RECORDS TO PROCESS:

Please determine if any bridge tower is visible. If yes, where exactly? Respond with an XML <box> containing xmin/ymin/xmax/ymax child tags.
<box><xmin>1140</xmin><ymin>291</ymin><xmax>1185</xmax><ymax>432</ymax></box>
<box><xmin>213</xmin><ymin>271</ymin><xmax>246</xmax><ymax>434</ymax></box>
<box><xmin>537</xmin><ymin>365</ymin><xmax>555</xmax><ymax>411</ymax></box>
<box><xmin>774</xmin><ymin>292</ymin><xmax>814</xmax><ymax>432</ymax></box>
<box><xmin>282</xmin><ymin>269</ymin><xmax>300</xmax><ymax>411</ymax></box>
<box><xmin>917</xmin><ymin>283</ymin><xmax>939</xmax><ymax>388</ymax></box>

WORK INSTRUCTIONS: Reproduce the whole listing above word for word, keeping every line in its original order.

THE COMPLETED TASK:
Please determine if any bridge tower is visible. If yes, where exactly? Respond with an XML <box> containing xmin/ymin/xmax/ymax child tags.
<box><xmin>1140</xmin><ymin>291</ymin><xmax>1185</xmax><ymax>432</ymax></box>
<box><xmin>213</xmin><ymin>271</ymin><xmax>246</xmax><ymax>434</ymax></box>
<box><xmin>537</xmin><ymin>365</ymin><xmax>555</xmax><ymax>411</ymax></box>
<box><xmin>774</xmin><ymin>292</ymin><xmax>814</xmax><ymax>432</ymax></box>
<box><xmin>282</xmin><ymin>269</ymin><xmax>300</xmax><ymax>411</ymax></box>
<box><xmin>917</xmin><ymin>283</ymin><xmax>939</xmax><ymax>388</ymax></box>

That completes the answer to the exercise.